▶ _Task prompt_:
Transcribe the entries exactly as each line appears.

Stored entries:

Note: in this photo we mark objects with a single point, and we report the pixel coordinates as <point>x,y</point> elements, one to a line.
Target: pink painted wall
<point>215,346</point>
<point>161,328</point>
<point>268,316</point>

▶ _Response box_:
Note: in this photo we mark objects with a single point, and we report the pixel coordinates as <point>x,y</point> elements, one to a line.
Target: pink painted wall
<point>215,346</point>
<point>161,328</point>
<point>268,316</point>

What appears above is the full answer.